### STUDY MATERIAL

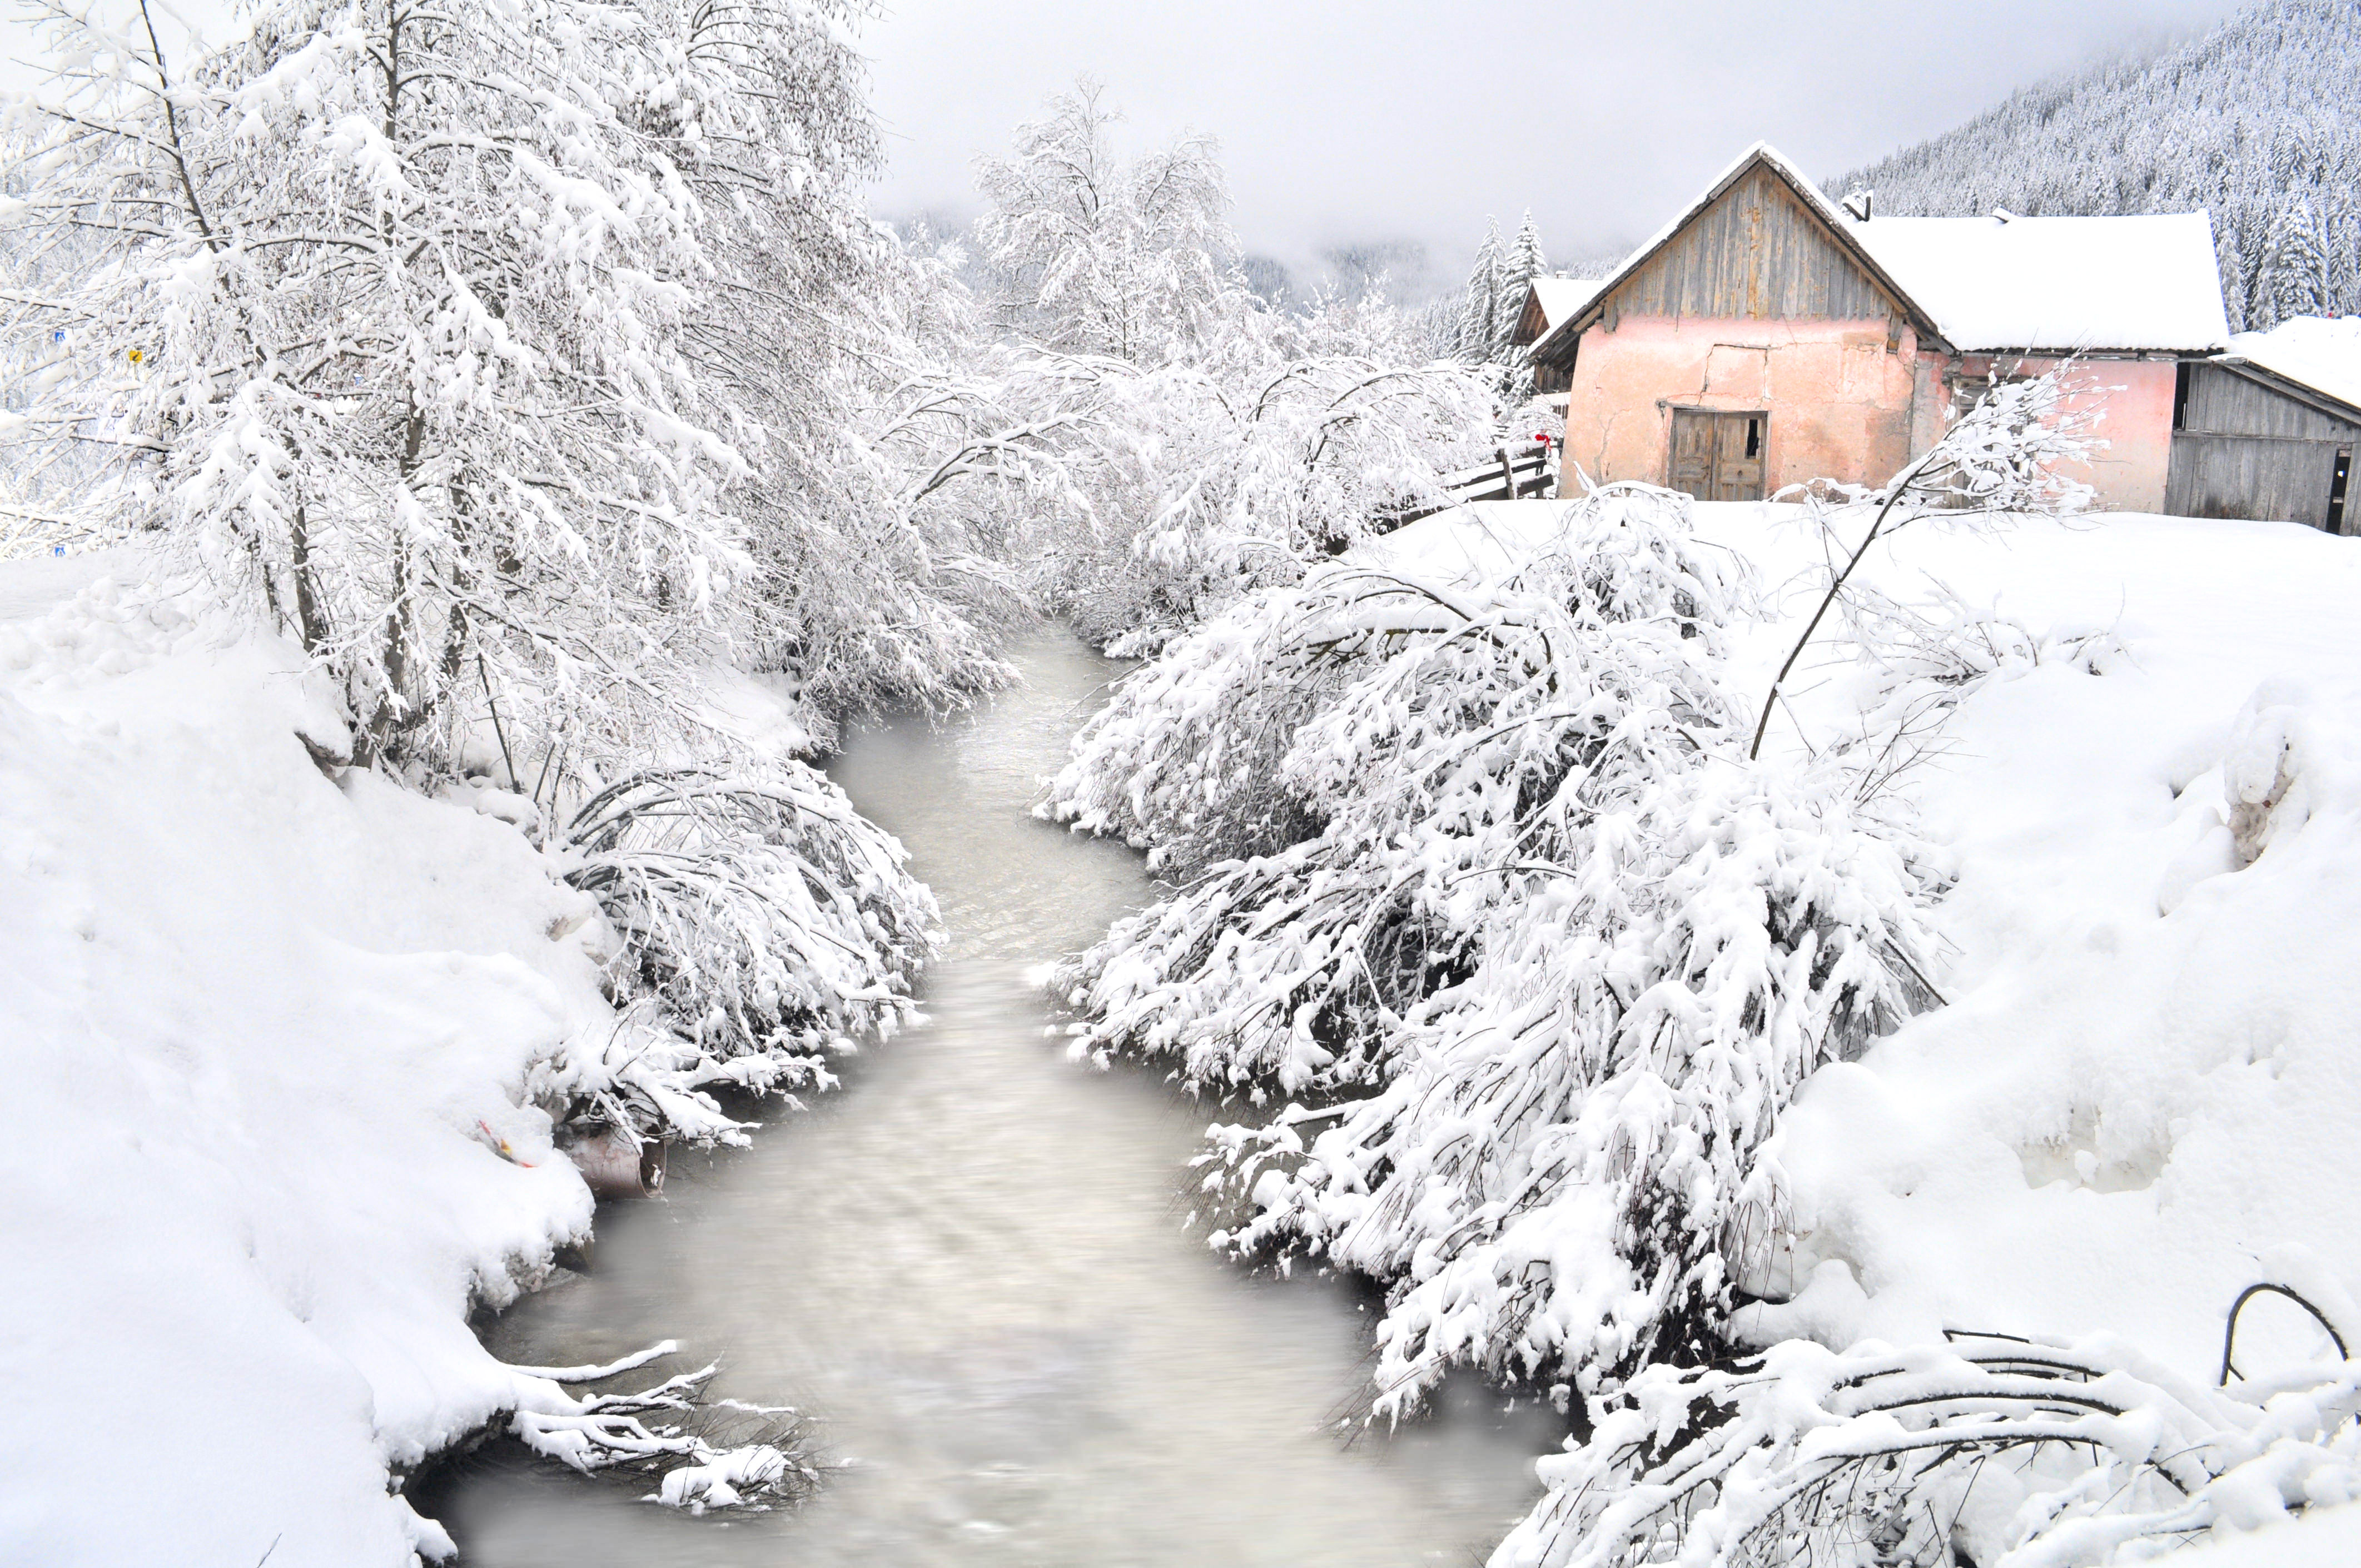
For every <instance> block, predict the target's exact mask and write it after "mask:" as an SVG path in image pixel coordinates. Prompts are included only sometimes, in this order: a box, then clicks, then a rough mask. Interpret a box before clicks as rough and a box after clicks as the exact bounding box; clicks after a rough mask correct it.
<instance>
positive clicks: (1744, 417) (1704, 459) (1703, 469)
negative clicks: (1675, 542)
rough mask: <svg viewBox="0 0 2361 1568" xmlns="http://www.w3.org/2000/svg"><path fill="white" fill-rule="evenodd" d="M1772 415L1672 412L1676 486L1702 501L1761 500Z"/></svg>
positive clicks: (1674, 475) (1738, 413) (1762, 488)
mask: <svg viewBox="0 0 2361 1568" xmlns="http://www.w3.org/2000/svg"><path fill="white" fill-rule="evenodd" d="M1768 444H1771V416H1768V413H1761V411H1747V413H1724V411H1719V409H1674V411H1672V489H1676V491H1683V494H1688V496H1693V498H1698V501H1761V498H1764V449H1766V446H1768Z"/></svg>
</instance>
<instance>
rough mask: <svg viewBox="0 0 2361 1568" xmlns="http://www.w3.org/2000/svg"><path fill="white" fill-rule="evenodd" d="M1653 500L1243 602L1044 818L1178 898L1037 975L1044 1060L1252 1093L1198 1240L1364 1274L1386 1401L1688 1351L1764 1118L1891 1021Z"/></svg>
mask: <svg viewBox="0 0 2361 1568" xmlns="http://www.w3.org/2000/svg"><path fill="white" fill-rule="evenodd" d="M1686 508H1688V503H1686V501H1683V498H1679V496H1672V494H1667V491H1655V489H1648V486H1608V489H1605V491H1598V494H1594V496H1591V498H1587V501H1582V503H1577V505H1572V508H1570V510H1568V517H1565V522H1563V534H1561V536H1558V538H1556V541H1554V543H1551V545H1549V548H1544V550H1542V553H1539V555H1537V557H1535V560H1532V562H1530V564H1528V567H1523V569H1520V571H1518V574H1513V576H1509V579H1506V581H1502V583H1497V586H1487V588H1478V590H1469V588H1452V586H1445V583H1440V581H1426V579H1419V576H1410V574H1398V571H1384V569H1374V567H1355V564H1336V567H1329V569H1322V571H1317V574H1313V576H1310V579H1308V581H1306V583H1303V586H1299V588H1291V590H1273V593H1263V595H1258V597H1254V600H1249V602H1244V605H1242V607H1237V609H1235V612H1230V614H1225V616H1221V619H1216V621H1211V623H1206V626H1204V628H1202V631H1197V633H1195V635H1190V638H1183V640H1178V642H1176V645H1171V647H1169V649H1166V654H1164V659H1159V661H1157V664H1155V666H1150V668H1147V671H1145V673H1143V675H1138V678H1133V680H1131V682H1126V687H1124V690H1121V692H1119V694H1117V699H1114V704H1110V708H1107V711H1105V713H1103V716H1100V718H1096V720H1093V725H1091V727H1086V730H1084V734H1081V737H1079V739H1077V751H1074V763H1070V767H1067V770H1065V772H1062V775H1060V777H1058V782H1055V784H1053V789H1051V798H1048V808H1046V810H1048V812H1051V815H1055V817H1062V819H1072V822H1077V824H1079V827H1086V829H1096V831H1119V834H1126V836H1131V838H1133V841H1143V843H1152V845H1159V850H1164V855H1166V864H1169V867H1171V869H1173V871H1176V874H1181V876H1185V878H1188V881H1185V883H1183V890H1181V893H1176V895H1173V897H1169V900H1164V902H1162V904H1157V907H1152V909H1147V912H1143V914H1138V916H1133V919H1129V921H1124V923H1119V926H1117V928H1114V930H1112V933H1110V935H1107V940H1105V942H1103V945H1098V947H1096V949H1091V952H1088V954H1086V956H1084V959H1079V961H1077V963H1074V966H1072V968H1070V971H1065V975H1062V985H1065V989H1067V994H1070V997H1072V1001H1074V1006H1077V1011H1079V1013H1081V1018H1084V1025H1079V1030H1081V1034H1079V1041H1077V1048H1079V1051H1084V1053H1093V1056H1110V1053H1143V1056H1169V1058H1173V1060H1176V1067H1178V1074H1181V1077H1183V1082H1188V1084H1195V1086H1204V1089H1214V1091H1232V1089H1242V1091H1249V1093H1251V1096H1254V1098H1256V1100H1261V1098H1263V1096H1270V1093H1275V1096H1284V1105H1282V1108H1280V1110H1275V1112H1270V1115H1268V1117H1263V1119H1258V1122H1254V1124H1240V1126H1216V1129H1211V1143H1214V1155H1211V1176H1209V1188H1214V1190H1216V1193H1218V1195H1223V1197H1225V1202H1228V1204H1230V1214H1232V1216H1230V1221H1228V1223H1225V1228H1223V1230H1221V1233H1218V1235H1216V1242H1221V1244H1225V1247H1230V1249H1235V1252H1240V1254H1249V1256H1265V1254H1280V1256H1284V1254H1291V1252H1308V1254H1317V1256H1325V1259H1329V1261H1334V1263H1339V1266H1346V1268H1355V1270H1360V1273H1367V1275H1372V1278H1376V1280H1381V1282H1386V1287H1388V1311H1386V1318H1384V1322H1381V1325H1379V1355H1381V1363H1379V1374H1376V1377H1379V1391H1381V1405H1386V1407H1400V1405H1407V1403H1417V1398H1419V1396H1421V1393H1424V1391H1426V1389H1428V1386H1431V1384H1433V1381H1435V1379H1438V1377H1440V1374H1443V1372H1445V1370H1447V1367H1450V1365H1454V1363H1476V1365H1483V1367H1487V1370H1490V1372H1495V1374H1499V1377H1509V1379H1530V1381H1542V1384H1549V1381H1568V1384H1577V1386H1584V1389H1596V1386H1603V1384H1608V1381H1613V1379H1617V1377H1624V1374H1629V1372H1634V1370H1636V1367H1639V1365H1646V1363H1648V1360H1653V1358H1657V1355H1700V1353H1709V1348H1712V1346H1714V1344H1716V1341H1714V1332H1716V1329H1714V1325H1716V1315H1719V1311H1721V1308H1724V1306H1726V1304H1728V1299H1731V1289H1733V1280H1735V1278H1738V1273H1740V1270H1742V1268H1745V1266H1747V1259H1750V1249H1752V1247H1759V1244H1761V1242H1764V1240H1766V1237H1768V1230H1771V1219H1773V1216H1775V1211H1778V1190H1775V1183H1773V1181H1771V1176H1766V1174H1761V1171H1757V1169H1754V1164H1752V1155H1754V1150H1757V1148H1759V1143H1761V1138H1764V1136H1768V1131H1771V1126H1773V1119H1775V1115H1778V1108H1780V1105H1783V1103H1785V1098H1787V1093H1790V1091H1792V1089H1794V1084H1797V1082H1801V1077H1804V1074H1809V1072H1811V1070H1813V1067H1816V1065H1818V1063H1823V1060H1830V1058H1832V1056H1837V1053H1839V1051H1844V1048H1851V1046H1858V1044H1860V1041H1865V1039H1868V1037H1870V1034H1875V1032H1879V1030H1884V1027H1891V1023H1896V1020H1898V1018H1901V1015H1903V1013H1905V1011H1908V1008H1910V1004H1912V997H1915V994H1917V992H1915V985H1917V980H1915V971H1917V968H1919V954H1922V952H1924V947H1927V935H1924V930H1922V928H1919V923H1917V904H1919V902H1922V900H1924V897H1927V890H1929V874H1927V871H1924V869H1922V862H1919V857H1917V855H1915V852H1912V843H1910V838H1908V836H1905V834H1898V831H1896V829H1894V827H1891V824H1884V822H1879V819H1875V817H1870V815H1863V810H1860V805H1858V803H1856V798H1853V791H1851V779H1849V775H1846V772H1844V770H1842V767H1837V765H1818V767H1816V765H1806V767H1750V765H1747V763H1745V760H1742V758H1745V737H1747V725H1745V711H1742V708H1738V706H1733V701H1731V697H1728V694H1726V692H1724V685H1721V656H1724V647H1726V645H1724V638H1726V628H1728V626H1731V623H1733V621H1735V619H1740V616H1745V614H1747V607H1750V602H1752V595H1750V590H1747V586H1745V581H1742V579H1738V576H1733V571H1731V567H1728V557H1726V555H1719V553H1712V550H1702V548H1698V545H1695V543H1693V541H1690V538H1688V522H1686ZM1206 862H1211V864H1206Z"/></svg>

### TASK INSTRUCTIONS
The lines holding the word "instance" are the answer. Find them in the entries and copy them.

### ANSWER TO THIS PROBLEM
For every <instance> block, predict the target's exact mask and write it after "mask:" as an SVG path in image pixel coordinates. Prompts are included only sometimes, in this order: a box, then clicks, then a rough mask. Interpret a box before clicks as rough and a box after clicks as the exact bounding box; clicks after a rough mask correct it.
<instance>
</instance>
<instance>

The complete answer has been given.